[RECORDS PROVIDED — start]
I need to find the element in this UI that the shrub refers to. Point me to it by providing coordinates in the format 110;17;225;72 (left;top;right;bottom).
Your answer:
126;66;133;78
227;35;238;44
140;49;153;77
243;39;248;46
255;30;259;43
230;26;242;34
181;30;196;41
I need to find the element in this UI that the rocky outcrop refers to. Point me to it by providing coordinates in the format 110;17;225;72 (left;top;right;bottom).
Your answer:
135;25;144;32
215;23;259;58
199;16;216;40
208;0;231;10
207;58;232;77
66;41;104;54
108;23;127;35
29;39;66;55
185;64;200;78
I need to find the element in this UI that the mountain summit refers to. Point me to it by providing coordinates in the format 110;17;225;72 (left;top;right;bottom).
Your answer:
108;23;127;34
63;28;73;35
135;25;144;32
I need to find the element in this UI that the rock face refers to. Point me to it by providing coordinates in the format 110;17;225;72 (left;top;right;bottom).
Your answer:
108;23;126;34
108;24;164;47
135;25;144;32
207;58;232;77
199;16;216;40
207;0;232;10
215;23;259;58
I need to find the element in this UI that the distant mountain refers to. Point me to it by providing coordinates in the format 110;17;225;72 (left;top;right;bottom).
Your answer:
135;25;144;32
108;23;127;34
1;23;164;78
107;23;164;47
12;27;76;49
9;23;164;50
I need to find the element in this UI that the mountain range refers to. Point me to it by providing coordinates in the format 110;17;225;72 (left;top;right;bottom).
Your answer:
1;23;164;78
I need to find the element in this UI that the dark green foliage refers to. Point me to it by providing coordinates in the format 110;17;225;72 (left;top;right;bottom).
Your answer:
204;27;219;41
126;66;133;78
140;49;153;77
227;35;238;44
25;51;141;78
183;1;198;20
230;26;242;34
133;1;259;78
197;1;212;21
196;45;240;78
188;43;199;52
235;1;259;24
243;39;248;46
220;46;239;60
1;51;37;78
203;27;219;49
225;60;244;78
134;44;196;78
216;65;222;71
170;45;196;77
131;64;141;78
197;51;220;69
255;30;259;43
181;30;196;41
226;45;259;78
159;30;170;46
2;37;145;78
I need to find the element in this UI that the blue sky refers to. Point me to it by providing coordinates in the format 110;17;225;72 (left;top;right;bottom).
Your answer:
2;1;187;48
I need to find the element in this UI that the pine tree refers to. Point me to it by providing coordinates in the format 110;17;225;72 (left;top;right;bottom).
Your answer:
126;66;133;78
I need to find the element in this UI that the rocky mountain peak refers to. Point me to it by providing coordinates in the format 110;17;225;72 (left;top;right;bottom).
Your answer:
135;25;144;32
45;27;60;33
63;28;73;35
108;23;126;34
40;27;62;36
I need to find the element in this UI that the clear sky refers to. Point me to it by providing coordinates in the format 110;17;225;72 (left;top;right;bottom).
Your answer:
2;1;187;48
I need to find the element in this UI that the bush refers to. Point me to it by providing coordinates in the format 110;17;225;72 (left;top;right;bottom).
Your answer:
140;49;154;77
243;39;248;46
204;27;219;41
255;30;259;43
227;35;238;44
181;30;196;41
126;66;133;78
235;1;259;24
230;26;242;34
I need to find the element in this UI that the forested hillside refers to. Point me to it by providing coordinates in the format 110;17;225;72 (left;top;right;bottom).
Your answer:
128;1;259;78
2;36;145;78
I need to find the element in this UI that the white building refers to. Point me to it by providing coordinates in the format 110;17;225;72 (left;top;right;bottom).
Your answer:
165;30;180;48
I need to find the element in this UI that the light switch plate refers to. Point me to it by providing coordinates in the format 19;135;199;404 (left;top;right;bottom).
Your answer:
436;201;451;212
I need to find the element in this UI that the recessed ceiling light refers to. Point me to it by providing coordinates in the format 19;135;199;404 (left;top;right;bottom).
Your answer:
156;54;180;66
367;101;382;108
[RECORDS PROVIDED — finish]
• GOAL OF THE EXERCISE:
Retype exactly, and only, the lines from the line holding "that the clear" through the last line of the data; both of those lines count.

• EXERCISE ANSWER:
I need to find the element in this UI that the clear sky refers to. Point me to it by providing coordinates in the format 110;17;225;72 (left;top;right;bottom).
Your answer:
2;1;187;48
I need to find the element in this UI that the bush refers to. Point me to it by providing coordinates in the format 110;17;225;72 (left;top;right;bottom).
Your answer:
140;49;154;77
243;39;248;46
204;27;219;41
255;30;259;43
227;35;238;44
181;30;196;41
126;66;133;78
235;1;259;24
230;26;242;34
I need to find the element in this UI that the forested hillside refers to. Point me to it by providing coordinates in the format 110;17;225;72 (left;top;right;bottom).
Your answer:
128;1;259;78
2;36;145;78
I need to find the element in this UI that the white building refers to. Point me to it by providing coordinates in the format 110;17;225;72 (left;top;right;bottom).
Your answer:
165;30;180;48
I need to find the element in this UI that the light switch plate refers to. Point me to it by providing coordinates in the format 19;135;199;404 (left;top;right;bottom).
Your answer:
436;201;451;212
I need to find the element in this UI that the recessed ceiling light refers to. Point me to it by providing coordinates in the format 19;135;199;404 (left;top;right;bottom).
Your answer:
156;54;180;66
367;101;382;108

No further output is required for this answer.